* begin Record list *

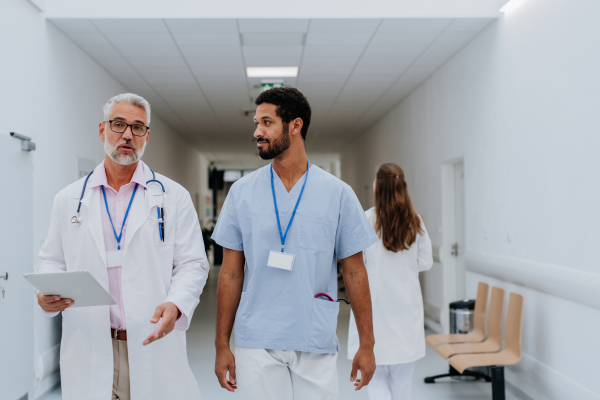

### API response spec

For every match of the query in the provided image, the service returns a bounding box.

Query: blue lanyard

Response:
[101,183,138,250]
[271,160,310,253]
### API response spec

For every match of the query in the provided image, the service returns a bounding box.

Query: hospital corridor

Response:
[0,0,600,400]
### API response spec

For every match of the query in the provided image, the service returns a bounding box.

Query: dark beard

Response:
[258,124,292,160]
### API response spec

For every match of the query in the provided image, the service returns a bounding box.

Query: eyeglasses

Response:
[104,119,150,137]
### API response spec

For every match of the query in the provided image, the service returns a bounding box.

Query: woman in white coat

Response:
[348,163,433,400]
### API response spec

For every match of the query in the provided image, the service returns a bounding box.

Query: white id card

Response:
[267,250,296,271]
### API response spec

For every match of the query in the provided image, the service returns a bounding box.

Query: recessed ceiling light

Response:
[500,0,519,12]
[246,67,298,78]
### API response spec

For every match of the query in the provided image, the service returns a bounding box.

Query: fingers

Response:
[150,304,165,324]
[215,349,237,392]
[350,360,358,382]
[354,367,375,390]
[215,364,237,392]
[37,293,75,312]
[354,371,367,390]
[142,315,176,346]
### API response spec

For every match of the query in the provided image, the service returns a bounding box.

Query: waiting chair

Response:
[435,287,506,358]
[425,282,490,348]
[448,293,524,400]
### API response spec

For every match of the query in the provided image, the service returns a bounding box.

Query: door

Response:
[452,161,467,299]
[0,134,35,400]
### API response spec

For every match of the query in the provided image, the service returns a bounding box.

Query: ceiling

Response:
[51,18,494,160]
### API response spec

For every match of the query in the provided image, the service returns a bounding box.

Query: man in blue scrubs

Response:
[213,88,377,400]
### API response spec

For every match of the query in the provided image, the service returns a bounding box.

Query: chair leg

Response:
[423,366,460,383]
[490,367,506,400]
[462,371,492,382]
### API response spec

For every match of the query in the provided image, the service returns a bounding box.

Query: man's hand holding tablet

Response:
[38,292,75,313]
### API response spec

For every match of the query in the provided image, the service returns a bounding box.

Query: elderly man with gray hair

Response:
[38,93,209,400]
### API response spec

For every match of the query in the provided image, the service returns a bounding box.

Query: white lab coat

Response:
[38,165,209,400]
[348,208,433,365]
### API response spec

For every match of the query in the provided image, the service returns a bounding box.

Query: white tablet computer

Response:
[25,271,117,307]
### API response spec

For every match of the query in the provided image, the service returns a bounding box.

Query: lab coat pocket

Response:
[308,299,340,349]
[300,215,333,253]
[154,242,175,271]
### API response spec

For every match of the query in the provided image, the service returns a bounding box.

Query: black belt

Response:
[110,328,127,342]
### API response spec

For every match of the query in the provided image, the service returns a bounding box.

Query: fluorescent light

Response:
[246,67,298,78]
[500,0,519,12]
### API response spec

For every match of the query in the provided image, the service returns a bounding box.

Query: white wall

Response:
[342,0,600,399]
[0,0,206,396]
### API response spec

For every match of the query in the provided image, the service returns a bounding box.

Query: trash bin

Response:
[450,299,475,334]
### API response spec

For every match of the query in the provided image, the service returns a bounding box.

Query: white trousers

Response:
[367,362,415,400]
[235,347,338,400]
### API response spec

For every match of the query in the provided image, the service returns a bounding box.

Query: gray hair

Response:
[102,93,150,125]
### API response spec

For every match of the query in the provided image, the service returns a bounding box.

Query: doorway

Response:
[440,159,466,331]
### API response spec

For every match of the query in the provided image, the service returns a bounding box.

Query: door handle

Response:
[450,243,458,257]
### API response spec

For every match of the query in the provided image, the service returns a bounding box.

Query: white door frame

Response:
[440,157,465,332]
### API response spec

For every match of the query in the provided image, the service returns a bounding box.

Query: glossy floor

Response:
[44,268,518,400]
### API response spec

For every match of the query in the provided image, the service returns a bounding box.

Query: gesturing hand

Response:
[142,302,180,346]
[350,347,377,390]
[215,347,237,392]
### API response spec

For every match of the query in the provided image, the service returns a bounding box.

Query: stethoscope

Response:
[71,168,167,231]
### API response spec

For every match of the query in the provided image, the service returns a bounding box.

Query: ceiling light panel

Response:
[241,33,304,46]
[165,19,237,33]
[238,19,309,33]
[242,46,304,58]
[246,67,298,78]
[244,56,300,67]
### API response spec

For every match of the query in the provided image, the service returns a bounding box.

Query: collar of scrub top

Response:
[271,158,310,253]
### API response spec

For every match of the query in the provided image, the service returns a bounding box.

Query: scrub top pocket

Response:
[308,298,340,349]
[300,215,333,253]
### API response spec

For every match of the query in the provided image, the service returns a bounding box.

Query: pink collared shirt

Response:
[88,162,146,330]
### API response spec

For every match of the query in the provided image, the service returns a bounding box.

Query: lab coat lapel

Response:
[124,185,148,256]
[81,188,106,265]
[124,161,164,250]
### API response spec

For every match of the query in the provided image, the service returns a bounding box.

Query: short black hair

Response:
[254,87,312,140]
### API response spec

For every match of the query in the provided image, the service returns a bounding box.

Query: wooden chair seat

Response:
[435,287,506,358]
[448,288,523,373]
[425,282,490,348]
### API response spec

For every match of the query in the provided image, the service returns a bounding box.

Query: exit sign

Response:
[260,82,283,92]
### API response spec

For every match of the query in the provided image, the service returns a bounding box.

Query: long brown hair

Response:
[375,163,423,253]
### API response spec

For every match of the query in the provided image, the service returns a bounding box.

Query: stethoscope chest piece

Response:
[71,215,82,226]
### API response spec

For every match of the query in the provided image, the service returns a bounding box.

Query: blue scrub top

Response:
[212,165,378,354]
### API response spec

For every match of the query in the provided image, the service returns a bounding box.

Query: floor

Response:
[44,268,519,400]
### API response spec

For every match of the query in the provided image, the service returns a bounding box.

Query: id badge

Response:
[267,250,296,271]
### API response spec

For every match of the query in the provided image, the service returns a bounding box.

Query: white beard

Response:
[104,138,146,165]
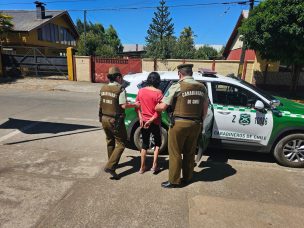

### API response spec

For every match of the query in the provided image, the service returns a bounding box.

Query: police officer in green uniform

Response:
[99,66,138,179]
[155,64,208,188]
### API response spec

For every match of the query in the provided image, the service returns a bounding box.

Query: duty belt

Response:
[174,116,201,122]
[102,114,125,119]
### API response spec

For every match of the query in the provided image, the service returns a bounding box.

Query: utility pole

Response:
[238,0,254,78]
[83,10,87,55]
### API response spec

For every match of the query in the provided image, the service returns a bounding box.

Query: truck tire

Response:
[133,126,168,154]
[273,133,304,168]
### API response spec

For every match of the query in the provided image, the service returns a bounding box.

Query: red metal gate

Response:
[92,57,142,82]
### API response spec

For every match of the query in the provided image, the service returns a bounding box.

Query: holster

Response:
[114,114,124,133]
[169,112,175,128]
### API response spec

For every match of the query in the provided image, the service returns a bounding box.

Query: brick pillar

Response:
[67,47,75,81]
[0,46,4,77]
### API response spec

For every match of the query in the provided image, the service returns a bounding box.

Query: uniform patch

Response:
[239,114,250,126]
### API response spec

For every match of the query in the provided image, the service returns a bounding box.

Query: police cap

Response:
[108,66,121,75]
[177,63,193,70]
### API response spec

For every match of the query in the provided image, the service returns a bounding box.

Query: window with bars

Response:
[37,23,76,46]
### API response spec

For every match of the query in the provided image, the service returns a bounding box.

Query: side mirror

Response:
[254,100,265,111]
[270,100,281,108]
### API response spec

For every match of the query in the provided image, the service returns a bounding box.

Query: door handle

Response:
[218,111,231,115]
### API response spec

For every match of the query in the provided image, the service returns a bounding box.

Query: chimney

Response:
[34,1,45,19]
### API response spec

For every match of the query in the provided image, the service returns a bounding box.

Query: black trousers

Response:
[141,123,161,150]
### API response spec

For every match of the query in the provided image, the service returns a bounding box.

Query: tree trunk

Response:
[291,64,302,95]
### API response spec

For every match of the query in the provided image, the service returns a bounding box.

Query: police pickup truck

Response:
[124,71,304,167]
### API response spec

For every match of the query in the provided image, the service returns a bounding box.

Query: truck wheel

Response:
[133,127,168,154]
[273,134,304,168]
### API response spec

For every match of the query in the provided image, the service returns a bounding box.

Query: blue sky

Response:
[0,0,249,45]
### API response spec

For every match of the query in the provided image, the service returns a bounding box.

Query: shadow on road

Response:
[203,148,275,163]
[0,76,23,85]
[0,118,98,134]
[192,160,237,182]
[117,155,169,178]
[0,118,102,145]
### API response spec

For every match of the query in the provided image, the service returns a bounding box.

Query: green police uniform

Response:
[162,76,207,184]
[99,82,127,170]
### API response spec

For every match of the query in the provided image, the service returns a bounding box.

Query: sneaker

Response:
[104,168,120,180]
[150,167,160,174]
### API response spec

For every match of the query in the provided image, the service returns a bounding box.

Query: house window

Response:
[37,23,76,46]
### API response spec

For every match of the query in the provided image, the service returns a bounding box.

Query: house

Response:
[223,10,256,61]
[223,10,279,72]
[0,1,79,55]
[119,44,146,58]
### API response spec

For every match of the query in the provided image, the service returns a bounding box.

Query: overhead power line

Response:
[0,0,250,12]
[0,0,96,6]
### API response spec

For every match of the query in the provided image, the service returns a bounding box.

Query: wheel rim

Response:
[283,139,304,163]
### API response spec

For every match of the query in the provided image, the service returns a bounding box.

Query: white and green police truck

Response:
[124,71,304,167]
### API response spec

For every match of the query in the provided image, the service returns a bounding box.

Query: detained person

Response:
[136,72,163,174]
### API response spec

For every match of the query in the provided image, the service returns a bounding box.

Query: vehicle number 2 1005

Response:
[255,117,267,125]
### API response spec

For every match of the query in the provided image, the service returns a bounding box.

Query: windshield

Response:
[240,80,276,101]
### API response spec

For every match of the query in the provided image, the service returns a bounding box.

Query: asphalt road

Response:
[0,88,304,228]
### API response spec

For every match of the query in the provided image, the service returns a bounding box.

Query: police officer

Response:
[99,66,138,179]
[155,64,208,188]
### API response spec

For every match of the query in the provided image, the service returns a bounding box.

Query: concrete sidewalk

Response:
[0,77,103,93]
[53,81,103,93]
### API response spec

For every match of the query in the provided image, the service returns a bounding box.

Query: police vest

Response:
[173,81,206,120]
[100,85,124,117]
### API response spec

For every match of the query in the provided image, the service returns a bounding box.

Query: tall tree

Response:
[146,0,175,59]
[239,0,304,92]
[195,45,218,59]
[76,19,123,58]
[173,26,195,59]
[0,13,14,41]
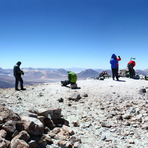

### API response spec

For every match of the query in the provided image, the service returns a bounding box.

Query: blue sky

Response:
[0,0,148,69]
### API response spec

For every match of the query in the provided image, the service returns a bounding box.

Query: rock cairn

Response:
[0,105,81,148]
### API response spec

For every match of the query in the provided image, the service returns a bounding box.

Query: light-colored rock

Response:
[21,116,44,135]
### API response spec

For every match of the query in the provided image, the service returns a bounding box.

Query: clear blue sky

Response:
[0,0,148,69]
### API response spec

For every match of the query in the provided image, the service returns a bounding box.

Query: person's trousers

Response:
[112,68,118,80]
[15,76,23,89]
[128,64,134,78]
[61,80,75,86]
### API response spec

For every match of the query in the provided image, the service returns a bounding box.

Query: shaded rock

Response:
[11,139,29,148]
[0,129,7,138]
[62,125,74,135]
[0,105,21,124]
[0,137,10,148]
[2,120,16,134]
[45,135,53,144]
[22,116,44,135]
[11,131,30,148]
[37,108,61,119]
[28,140,38,148]
[139,88,146,94]
[58,141,66,148]
[55,131,70,140]
[123,114,132,119]
[58,98,64,102]
[101,122,113,128]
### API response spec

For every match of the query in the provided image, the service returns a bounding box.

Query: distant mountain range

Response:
[0,68,148,88]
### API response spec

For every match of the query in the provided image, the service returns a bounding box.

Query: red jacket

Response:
[128,61,136,67]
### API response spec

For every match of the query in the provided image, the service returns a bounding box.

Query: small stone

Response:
[129,139,135,144]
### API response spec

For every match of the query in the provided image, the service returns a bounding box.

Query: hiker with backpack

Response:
[61,71,77,88]
[127,59,136,78]
[13,61,26,91]
[110,54,119,81]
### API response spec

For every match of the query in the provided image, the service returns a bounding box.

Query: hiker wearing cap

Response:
[61,71,77,87]
[13,61,26,91]
[116,56,121,69]
[110,54,119,81]
[127,60,136,78]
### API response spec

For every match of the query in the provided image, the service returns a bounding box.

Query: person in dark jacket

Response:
[127,60,136,78]
[13,61,26,91]
[110,54,119,81]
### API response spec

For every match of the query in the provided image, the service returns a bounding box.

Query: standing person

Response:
[13,61,26,91]
[61,71,77,86]
[110,54,119,81]
[116,56,121,70]
[127,60,136,78]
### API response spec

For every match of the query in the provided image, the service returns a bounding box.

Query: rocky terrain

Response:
[0,78,148,148]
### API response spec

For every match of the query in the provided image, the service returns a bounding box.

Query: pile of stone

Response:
[0,105,81,148]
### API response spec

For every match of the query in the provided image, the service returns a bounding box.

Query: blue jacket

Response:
[110,54,118,68]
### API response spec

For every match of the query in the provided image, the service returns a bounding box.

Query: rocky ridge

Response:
[0,78,148,148]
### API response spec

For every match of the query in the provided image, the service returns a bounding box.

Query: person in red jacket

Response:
[127,60,136,78]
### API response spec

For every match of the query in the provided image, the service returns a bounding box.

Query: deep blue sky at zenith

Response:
[0,0,148,69]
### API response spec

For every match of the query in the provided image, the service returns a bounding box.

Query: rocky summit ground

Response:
[0,78,148,148]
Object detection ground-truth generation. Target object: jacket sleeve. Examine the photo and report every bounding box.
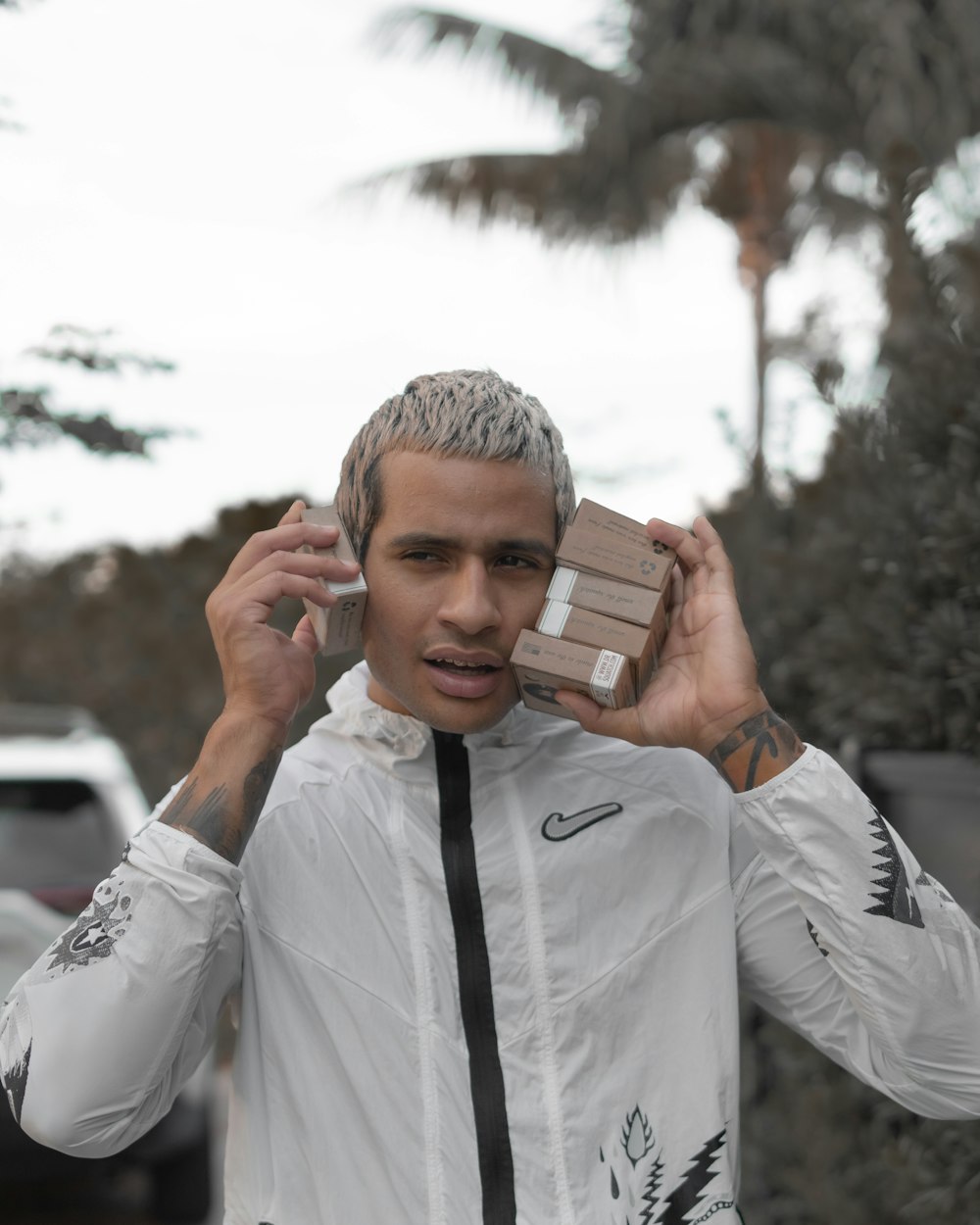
[0,821,241,1156]
[733,748,980,1118]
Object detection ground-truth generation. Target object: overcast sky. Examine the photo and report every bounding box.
[0,0,873,557]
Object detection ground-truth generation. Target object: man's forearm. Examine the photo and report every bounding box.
[709,709,804,792]
[160,713,287,863]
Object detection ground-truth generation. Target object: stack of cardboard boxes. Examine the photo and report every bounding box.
[511,499,676,718]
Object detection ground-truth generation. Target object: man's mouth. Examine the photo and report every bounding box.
[426,660,500,676]
[425,652,505,699]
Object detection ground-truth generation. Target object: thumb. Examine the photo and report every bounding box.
[293,616,319,656]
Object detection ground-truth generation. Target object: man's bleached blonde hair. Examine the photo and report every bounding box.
[336,370,574,563]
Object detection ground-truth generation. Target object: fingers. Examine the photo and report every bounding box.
[279,498,307,527]
[647,514,731,596]
[225,501,361,583]
[293,615,319,656]
[555,690,641,745]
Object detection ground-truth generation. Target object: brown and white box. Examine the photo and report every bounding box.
[557,499,677,592]
[545,566,666,633]
[302,506,368,656]
[511,630,636,719]
[535,593,666,695]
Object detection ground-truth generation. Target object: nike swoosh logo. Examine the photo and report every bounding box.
[542,804,622,842]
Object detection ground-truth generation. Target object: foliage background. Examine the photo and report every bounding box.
[0,0,980,1225]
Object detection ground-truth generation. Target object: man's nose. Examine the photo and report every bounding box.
[440,559,501,635]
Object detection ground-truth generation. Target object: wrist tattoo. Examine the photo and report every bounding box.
[709,710,804,792]
[161,749,282,863]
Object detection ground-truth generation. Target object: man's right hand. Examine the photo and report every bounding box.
[206,501,361,735]
[158,503,359,863]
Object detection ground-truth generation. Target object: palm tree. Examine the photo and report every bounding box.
[372,0,980,486]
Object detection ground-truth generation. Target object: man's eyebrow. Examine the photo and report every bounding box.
[388,532,555,564]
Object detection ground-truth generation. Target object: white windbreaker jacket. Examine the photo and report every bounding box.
[0,665,980,1225]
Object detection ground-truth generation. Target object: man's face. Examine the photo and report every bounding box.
[363,451,555,733]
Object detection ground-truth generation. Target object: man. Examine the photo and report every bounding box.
[0,371,980,1225]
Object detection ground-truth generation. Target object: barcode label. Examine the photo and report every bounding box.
[589,651,626,706]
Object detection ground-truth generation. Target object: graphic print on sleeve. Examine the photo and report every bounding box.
[3,1047,30,1123]
[865,807,925,927]
[45,877,132,975]
[599,1105,735,1225]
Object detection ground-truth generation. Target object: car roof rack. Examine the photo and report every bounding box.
[0,702,103,738]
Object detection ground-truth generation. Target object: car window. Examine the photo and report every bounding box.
[0,779,122,890]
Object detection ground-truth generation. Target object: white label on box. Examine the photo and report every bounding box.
[545,566,578,601]
[537,601,572,638]
[589,651,626,706]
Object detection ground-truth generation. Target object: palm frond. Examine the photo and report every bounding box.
[376,8,623,119]
[362,141,695,245]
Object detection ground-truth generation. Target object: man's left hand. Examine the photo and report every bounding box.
[560,515,799,785]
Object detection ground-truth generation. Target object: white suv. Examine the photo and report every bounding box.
[0,706,214,1223]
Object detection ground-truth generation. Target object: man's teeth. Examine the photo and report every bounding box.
[432,660,494,672]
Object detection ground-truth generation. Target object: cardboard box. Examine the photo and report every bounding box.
[511,630,636,719]
[547,566,666,633]
[555,523,675,592]
[534,601,666,695]
[572,498,666,549]
[557,498,677,592]
[302,506,368,656]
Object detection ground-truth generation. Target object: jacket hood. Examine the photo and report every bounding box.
[299,661,564,767]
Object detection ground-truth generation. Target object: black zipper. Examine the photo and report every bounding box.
[435,731,517,1225]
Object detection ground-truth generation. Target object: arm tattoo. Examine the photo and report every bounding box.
[161,749,282,863]
[709,710,804,792]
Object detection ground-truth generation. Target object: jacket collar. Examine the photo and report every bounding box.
[317,661,546,760]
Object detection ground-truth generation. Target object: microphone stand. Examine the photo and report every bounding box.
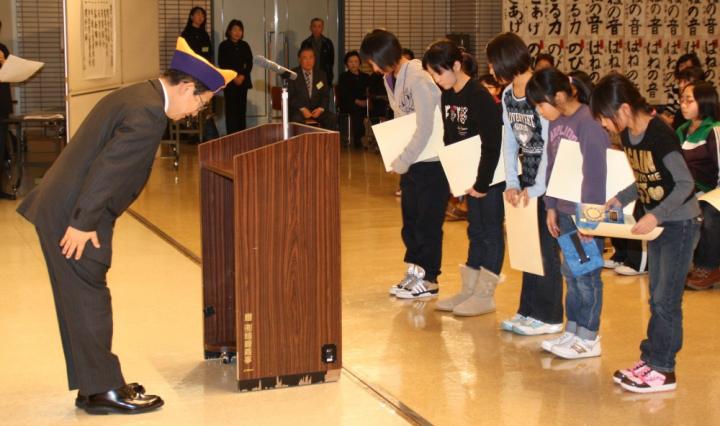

* end Record list *

▸ **Directive**:
Count the lines in the items above that contain the string "rocky". Give only the number.

▸ **Output below**:
3